» Dataset rows:
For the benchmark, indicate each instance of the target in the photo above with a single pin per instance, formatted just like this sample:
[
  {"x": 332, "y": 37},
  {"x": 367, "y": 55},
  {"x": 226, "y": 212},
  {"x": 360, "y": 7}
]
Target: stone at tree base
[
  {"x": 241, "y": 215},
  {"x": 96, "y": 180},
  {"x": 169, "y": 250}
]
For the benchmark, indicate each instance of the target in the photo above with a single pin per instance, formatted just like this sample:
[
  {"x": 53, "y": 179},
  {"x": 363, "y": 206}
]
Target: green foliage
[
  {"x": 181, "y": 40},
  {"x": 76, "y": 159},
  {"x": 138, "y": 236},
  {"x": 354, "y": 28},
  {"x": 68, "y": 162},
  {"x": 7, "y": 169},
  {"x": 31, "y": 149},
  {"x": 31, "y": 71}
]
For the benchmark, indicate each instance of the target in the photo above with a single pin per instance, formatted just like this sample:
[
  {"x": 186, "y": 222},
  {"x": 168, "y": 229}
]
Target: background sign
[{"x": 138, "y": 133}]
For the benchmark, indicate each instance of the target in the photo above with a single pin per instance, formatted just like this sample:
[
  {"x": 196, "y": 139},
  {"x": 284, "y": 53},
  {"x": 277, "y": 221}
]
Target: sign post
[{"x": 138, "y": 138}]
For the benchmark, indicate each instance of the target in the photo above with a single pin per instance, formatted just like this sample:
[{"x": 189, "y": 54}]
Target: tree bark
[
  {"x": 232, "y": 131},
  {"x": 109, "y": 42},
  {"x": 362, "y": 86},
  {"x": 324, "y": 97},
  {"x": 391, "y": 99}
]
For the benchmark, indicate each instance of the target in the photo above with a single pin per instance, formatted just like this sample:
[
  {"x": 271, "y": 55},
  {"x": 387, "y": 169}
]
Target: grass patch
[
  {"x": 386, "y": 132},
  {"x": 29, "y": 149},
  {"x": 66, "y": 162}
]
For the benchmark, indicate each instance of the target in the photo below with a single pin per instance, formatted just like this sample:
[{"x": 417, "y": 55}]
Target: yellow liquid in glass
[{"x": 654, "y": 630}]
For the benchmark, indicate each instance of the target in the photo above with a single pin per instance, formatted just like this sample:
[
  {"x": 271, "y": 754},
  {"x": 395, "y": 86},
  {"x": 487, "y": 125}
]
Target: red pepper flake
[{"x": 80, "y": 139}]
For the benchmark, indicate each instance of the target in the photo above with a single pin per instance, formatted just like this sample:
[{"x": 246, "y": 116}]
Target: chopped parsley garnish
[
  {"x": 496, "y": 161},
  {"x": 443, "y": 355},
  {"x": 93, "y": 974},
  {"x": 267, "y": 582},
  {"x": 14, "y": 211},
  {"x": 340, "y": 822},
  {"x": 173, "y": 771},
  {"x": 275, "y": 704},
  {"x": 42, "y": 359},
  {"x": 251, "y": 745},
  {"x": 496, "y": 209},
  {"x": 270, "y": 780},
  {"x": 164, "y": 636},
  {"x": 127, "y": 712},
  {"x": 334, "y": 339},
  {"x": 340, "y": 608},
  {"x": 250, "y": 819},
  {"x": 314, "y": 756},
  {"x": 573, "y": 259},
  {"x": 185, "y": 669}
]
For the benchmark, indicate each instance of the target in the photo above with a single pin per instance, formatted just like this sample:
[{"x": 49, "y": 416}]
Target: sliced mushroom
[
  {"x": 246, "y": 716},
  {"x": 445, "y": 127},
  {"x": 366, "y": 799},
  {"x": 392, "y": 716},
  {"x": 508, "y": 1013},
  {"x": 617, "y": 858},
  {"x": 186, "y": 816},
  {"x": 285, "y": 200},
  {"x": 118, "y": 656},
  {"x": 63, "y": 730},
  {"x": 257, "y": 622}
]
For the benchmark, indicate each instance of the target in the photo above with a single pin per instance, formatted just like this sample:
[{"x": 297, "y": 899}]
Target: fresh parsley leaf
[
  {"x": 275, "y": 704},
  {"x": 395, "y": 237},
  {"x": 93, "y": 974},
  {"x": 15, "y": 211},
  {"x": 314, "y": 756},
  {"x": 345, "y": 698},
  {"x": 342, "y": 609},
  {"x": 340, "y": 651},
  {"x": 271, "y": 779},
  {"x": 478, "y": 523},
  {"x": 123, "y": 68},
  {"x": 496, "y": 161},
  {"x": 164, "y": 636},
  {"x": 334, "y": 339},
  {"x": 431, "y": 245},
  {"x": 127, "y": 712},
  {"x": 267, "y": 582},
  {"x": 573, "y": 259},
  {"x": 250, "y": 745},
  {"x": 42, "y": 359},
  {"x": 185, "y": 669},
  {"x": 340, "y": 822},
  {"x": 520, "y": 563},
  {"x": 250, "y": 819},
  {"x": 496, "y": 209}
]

» Problem: Report how many lines in the items above contain the string "tree", treating uppercase and lowercase letters as different, and give only the number.

» Result of this task: 2